CONSIGNES ▸
(A) Pour chacune des affirmations (i), (ii) et (iii), indiquez par oui ou par non si elle concorde avec le texte affiché, en citant à l'identique les mots du texte qui tranchent. (i) Le tunnel d'accès à Whittier n'a qu'une seule voie, que le train emprunte aussi. (ii) Le port d'Homer a été visité. (iii) La ville de Whittier et son tunnel datent d'après la Seconde Guerre mondiale.
(B) Renvoyez, recopié à l'identique, le passage du texte affiché compris entre "Même sous un" et "vaut le coup.", bornes incluses.

TEXTE AFFICHÉ ▸
========================================

La côte sud de l'Alaska offre trois points d'accès simples à l'océan, et donc à la faune marine exceptionnelle et aux fjords et glaciers tombant dans la mer : les ports d'Homer et Seward sur la péninsule de Kenai qui donnent directement sur le Golfe d'Alaska, et plus à l'est Valdez dans le Prince William Sound (une vaste baie quasi fermée).
Homer nous n'avions pas pu y aller en raison des feux de forêts, Seward c'était l'objet de l'article précédent et on ne peut pas dire que l'on ait été déçus. Et il faut être honnêtes on a hésité à faire le détour par Valdez, de peur de retrouver sensiblement les mêmes choses qu'à Seward.
Quelle erreur ç'aurait été !
En fait il y a un quatrième port sur la Coastal Alaska, mais il est très particulier et on ne conseillerait à personne d'y passer ses vacances : Whittier. Une ville très étrange où tous les habitants vivent dans un seul et unique immeuble.
Loin d'une étude sociologique, c'est une rando sympa au départ de Whittier qui nous attire là-bas, et donc à attendre notre heure de passage pour le tunnel...
Car Whittier ne se rejoint par la route que via un tunnel - payant - déconseillé aux claustrophobes : une voie unique avec des rails au milieu car le train l'emprunte aussi. D'où des horaires alternés pour chaque sens (normalement un passage de chaque côté par heure, sauf quand un train met un peu le bazar).
C'était le plus long d'Amérique du Nord (4 kilomètres qui paraissent une éternité) jusqu'à il y a peu.
Lors de l'arrivée à Whittier par une météo moche, faut quand même avoir un gros moral pour pas faire demi-tour aussi sec. Un port industriel et effectivement une unique barre d'immeuble dans laquelle habitent les 200 personnes de la city under one roof.
La « ville » et le tunnel ont été construits durant la Seconde Guerre Mondiale, et les bâtiments délabrés de l'époque ajoutent encore à l'ambiance festive du coin...
Même sous un ciel plombé et des averses glacées, la rando qui part de Whittier (Portage Pass Trail dont le départ se trouve juste à la sortie du tunnel, environ 2h aller-retour) vaut le coup.

========================================

LIGNES EXTRAITES ▸
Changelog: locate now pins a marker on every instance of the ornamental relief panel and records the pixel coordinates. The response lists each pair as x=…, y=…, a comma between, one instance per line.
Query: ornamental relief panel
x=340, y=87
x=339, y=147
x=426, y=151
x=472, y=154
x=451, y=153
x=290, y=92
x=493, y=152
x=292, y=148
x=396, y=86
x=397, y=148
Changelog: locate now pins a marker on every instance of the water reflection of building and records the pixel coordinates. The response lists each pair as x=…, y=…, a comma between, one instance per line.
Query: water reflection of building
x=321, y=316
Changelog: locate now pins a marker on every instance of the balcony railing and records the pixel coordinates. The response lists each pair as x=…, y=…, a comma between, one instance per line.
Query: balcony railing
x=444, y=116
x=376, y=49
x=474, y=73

========================================

RÉPONSES RÉDIGÉES ▸
(A)
(i) Oui : « une voie unique avec des rails au milieu car le train l'emprunte aussi »
(ii) Non : « Homer nous n'avions pas pu y aller en raison des feux de forêts »
(iii) Non : « La « ville » et le tunnel ont été construits durant la Seconde Guerre Mondiale »

(B)
Même sous un ciel plombé et des averses glacées, la rando qui part de Whittier (Portage Pass Trail dont le départ se trouve juste à la sortie du tunnel, environ 2h aller-retour) vaut le coup.